Directions:
1) Answer these questions using the post about the breakup:
(a) How long has the post been in the works?
(b) Where had the writer recently returned from when Bond ended the relationship?
(c) What did the writer's parents find out last year?
2) Copy the part of the breakup post from "To keep with" to "need to tell that story." word for word.

Page text:
※ ※ ※

This post has been in the works for a couple of weeks now. I've written and re-written it several times. It is important to me, and I can't seem to get the words right. I want to stress that I am writing this as a cathartic exercise for
myself. This post isn't intended to be a message
to anyone in particular. I'm not seeking anyone's sympathy. Although, empathy would be nice.
To keep with my vow to not bottle things up anymore I
need to talk about why I am hurting so bad. Shortly after returning from Ghana my boyfriend, “Bond,” of a year and a half decided that a relationship was not something he was interested in anymore. He claimed it wasn’t me but a relationship in general that he didn’t want. That fateful break up night was full of promises not to be bitter, angry, and resentful, but I am finding that extremely difficult. The year and a half I spent with this boy was a roller coaster ride in every aspect of my life.
Last year my parents found out that Bond wasn’t my best friend, but in fact my boyfriend. I’d like to tell that story. I need to tell that story.

※ ※ ※

Information supplied:

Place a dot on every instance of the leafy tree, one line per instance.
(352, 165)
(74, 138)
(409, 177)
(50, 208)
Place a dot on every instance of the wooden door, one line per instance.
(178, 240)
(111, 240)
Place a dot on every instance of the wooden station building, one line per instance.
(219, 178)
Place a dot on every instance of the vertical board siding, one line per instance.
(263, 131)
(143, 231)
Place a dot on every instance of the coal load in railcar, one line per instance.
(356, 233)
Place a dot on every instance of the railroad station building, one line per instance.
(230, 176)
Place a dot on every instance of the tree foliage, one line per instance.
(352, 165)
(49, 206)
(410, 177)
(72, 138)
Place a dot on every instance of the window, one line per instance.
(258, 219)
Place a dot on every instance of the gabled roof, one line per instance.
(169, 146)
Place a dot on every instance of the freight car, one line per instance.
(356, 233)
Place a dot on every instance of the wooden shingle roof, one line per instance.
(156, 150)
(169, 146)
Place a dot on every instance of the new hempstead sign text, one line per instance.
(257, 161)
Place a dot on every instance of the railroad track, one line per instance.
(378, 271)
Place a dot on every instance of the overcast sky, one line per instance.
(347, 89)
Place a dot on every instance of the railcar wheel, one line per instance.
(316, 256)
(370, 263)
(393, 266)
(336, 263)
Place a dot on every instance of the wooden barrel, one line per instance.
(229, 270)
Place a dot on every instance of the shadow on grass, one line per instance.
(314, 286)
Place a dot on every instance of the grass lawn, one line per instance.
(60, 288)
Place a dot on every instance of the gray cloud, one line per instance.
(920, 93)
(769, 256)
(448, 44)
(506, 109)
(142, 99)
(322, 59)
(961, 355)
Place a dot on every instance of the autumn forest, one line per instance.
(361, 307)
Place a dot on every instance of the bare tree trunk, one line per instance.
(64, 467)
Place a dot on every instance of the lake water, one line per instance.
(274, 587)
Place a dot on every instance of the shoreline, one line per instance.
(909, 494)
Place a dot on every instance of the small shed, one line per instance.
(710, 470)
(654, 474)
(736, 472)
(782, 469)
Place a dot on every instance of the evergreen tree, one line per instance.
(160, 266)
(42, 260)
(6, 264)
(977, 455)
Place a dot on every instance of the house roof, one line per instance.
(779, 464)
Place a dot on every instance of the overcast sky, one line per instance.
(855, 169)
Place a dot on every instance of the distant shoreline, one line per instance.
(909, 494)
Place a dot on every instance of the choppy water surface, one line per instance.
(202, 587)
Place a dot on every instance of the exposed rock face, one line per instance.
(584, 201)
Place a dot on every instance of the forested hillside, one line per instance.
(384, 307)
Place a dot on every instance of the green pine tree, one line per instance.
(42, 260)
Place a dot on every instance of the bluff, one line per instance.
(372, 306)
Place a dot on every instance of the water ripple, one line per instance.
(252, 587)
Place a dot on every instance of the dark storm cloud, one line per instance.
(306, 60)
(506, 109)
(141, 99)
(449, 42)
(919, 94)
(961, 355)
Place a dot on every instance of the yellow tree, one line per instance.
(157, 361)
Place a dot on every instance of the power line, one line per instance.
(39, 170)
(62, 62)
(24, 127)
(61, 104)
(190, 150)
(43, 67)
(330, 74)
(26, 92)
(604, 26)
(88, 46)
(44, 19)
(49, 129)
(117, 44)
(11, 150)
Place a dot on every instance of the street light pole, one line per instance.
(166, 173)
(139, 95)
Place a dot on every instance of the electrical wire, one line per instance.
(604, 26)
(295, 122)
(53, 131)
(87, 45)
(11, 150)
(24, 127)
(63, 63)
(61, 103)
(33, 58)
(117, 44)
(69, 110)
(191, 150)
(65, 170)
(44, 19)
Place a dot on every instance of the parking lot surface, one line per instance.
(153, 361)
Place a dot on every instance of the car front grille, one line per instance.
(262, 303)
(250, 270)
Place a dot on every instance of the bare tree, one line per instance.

※ ※ ※

Task responses:
1)
(a) A couple of weeks.
(b) Ghana.
(c) That Bond was not the writer's best friend but was in fact the writer's boyfriend.

2)
To keep with my vow to not bottle things up anymore I
need to talk about why I am hurting so bad. Shortly after returning from Ghana my boyfriend, “Bond,” of a year and a half decided that a relationship was not something he was interested in anymore. He claimed it wasn’t me but a relationship in general that he didn’t want. That fateful break up night was full of promises not to be bitter, angry, and resentful, but I am finding that extremely difficult. The year and a half I spent with this boy was a roller coaster ride in every aspect of my life.
Last year my parents found out that Bond wasn’t my best friend, but in fact my boyfriend. I’d like to tell that story. I need to tell that story.